* INSTRUCTIONS *
a) In the legal aid text, why is the proposal to appoint more Benchers by government a concern? Answer in one to three sentences.
b) From the legal aid text, repeat everything from "By 2022 only" down to "that regulates lawyers.".

* EXTRACT TO READ *
This week on Legally Speaking with Michael Mulligan:
British Columbia has had inadequate legal aid funding for family and poverty law cases for many years.
In 1992 the NDP government imposed a special tax on legal services to fund legal aid. Anyone who hires a lawyer pays this special 7% tax that applies to no other professional services.
In 2002 the Liberal government of the day cut legal aid funding by 40% but kept the tax in place. The result was dramatic cuts to family and poverty law services and legal aid clinics across the province being closed. The government did, however, keep the special tax in place.
This has disproportionately impacted women and indigenous people who relied more heavily on the services that were eliminated.
By 2017 the special tax on legal services was raising more than $210 million per year.
By 2022 only $108.6 million of the funds collected by the special tax was being provided to Legal Aid BC.
Rather than stopping the diversion of funds raised by the special tax on legal services, the government has proposed having paralegals, rather than lawyers, assist with family law and other matters for the poor.
This has been resisted by the Law Society, which is the self-government body that regulates lawyers.
One of the core obligations of the Law Society is to ensure that the public is protected by ensuring people providing legal services are properly qualified.
Having unsupervised paralegals providing family law services is a concern because family law can be very complicated, and mistakes can impact important things such as child custody, spousal and child support.
In an attempt to force the use of paralegals, the provincial government has issued an Intentions Paper which proposes giving the government more control over the Law Society by decreasing the number of elected Benchers and increasing the number of Benchers appointed by the government.
Law Society Benchers are similar to a board of directors.
This proposal is of significant concern because the legal profession needs to be independent of the government. After all, lawyers often oppose the government.
Until November 18, 2022, an online survey is open concerning the government’s proposals.

* EXTRACTED MATERIAL *
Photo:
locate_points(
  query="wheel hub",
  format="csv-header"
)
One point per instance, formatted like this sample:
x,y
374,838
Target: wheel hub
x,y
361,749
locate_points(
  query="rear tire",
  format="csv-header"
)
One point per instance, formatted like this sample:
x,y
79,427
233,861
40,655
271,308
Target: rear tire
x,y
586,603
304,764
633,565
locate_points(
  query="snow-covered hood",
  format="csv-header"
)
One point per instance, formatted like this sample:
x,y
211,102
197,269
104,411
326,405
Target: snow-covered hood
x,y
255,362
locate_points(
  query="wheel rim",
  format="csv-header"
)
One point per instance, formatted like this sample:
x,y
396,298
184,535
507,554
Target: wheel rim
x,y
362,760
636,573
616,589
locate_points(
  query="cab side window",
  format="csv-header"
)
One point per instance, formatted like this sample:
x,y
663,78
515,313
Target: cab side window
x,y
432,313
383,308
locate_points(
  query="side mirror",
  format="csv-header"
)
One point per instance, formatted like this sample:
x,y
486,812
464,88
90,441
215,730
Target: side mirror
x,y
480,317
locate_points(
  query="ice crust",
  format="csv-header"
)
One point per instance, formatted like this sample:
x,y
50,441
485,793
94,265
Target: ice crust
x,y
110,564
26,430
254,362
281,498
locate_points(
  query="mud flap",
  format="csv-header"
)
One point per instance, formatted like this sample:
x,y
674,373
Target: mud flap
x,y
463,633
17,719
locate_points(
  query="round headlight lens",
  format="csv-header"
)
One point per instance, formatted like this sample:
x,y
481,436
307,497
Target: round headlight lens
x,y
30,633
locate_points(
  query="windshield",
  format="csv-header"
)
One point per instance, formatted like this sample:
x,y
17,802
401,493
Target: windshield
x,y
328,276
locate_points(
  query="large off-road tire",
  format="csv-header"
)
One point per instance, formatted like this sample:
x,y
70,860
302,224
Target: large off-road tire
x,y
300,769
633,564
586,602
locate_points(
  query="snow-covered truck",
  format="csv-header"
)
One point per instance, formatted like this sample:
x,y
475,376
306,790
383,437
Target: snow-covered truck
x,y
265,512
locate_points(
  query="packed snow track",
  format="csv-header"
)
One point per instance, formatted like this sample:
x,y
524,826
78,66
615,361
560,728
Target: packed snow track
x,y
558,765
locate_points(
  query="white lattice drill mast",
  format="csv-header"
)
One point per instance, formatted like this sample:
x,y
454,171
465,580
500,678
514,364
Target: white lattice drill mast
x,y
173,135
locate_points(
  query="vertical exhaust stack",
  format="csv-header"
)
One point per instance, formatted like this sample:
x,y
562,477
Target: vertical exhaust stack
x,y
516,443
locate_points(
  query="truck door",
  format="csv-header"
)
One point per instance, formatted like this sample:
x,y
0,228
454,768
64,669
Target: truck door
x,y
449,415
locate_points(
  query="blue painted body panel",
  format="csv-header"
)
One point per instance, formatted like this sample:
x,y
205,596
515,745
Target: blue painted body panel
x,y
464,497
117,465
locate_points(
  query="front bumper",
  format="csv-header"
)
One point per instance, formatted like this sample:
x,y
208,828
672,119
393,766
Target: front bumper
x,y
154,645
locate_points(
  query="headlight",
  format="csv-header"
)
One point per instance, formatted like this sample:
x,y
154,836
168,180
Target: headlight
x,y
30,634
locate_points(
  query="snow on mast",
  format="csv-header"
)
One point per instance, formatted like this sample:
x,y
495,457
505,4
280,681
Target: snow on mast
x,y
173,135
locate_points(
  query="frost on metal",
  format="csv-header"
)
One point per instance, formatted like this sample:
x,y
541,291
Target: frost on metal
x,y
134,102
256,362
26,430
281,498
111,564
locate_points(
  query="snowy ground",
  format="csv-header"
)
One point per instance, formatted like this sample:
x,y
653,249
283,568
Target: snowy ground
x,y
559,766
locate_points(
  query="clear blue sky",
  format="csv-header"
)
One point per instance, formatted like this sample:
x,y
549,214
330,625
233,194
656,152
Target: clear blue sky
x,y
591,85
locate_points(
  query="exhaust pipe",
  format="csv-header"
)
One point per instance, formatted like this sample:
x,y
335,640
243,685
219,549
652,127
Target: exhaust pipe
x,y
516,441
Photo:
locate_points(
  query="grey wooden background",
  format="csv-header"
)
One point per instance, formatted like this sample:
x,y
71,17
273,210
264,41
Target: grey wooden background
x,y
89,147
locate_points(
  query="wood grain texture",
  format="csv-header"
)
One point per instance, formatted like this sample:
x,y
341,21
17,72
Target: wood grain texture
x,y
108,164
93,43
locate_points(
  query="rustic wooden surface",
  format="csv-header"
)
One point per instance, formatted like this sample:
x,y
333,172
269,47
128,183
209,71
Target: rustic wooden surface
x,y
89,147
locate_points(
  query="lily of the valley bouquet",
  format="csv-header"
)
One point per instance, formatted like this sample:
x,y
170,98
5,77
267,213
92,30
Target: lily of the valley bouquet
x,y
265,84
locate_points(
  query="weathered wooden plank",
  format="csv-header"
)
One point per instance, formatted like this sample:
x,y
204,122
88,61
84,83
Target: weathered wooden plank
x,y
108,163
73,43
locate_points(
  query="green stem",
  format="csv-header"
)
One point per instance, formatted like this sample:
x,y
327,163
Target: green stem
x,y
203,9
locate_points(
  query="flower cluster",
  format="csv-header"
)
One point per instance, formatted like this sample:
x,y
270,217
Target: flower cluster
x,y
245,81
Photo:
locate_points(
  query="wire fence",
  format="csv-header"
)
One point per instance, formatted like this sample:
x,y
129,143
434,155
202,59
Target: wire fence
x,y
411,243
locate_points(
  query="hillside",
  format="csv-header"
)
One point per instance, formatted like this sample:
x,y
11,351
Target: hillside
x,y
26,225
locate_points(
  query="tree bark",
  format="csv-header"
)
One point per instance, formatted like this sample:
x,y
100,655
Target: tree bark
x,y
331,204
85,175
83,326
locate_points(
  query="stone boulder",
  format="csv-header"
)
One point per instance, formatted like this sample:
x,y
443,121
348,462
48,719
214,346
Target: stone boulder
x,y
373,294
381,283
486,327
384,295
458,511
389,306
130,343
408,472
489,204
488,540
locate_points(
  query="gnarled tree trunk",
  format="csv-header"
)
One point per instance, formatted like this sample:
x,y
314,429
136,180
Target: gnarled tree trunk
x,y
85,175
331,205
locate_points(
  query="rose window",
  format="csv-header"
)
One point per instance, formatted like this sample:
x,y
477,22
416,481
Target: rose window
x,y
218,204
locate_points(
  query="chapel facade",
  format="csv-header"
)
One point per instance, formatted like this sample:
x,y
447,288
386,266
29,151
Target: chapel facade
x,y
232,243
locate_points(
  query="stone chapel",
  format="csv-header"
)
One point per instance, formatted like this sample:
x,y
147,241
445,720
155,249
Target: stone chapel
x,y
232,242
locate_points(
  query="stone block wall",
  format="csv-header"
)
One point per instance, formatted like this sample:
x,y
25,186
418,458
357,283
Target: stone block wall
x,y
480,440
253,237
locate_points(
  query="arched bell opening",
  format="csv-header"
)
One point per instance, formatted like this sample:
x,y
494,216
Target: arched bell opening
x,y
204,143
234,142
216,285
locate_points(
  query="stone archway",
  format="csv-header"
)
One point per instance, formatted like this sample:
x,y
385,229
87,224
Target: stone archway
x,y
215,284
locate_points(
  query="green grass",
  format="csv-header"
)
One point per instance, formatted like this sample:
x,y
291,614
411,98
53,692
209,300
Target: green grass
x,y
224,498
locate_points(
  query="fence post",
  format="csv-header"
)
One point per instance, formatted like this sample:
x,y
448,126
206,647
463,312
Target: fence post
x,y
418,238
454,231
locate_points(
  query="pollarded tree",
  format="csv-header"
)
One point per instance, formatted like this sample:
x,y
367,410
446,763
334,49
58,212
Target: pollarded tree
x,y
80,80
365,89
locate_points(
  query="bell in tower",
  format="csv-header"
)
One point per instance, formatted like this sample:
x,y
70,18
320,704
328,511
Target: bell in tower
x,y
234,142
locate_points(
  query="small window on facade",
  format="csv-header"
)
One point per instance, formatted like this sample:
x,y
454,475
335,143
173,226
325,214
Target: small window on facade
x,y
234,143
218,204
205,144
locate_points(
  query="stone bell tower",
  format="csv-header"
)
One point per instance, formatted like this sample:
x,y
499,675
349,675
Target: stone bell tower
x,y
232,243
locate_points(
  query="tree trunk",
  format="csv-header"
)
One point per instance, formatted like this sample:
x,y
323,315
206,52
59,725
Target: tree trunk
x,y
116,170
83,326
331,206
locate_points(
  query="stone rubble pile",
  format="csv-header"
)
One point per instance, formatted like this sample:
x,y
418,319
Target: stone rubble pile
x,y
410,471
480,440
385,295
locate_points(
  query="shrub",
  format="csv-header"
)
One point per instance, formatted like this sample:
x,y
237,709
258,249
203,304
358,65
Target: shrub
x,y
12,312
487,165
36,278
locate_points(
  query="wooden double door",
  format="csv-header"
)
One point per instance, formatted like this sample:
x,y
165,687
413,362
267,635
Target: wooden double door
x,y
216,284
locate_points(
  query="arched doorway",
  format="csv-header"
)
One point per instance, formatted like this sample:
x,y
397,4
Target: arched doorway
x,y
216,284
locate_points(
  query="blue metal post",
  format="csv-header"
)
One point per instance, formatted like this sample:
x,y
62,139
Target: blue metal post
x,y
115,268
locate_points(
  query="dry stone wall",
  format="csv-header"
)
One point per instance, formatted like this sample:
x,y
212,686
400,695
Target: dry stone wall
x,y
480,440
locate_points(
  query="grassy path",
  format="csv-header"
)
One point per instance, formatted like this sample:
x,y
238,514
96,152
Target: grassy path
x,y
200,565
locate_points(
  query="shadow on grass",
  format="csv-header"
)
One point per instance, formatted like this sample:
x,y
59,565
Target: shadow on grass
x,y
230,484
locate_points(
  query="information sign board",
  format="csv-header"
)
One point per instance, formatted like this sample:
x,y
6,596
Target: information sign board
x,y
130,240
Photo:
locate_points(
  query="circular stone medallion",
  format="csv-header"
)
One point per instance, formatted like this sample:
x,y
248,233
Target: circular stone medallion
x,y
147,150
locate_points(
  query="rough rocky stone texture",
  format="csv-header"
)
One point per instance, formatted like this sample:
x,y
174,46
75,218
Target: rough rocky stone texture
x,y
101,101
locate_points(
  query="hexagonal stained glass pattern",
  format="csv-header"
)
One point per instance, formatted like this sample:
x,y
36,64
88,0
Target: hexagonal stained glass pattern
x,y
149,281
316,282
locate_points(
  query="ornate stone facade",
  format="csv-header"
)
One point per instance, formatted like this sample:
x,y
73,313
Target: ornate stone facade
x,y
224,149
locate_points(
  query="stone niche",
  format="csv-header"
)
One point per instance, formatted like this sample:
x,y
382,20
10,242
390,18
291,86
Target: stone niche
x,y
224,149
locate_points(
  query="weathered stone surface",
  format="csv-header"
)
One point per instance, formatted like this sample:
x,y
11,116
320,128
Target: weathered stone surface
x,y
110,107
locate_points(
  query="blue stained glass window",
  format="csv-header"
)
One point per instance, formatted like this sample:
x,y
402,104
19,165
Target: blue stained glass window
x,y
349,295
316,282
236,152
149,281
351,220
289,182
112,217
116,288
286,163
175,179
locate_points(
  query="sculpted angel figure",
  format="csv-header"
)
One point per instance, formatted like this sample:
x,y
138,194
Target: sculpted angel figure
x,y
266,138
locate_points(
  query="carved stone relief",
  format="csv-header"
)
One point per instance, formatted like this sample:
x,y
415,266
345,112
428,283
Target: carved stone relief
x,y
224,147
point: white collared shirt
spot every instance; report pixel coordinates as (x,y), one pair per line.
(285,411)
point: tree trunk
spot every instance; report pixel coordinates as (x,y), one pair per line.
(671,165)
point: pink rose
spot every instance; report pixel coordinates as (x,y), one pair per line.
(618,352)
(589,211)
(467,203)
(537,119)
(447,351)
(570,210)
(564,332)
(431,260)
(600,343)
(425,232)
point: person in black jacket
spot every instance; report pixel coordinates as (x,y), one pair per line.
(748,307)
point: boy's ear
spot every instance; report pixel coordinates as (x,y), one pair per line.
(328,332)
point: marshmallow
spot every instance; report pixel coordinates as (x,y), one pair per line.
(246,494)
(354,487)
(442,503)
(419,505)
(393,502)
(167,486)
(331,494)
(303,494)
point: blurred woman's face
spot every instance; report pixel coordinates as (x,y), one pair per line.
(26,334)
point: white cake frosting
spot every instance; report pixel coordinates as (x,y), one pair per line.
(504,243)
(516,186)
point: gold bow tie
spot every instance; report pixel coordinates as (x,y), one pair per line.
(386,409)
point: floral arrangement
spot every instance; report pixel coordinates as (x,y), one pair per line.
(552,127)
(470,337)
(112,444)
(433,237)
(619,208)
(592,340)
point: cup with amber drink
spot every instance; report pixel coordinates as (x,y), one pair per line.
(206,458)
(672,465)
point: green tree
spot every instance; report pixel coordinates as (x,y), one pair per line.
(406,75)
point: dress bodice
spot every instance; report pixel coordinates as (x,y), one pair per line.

* LIST OF SOLUTIONS *
a) The proposal is a concern because the legal profession needs to be independent of the government. Lawyers often oppose the government.

b)
By 2022 only $108.6 million of the funds collected by the special tax was being provided to Legal Aid BC.
Rather than stopping the diversion of funds raised by the special tax on legal services, the government has proposed having paralegals, rather than lawyers, assist with family law and other matters for the poor.
This has been resisted by the Law Society, which is the self-government body that regulates lawyers.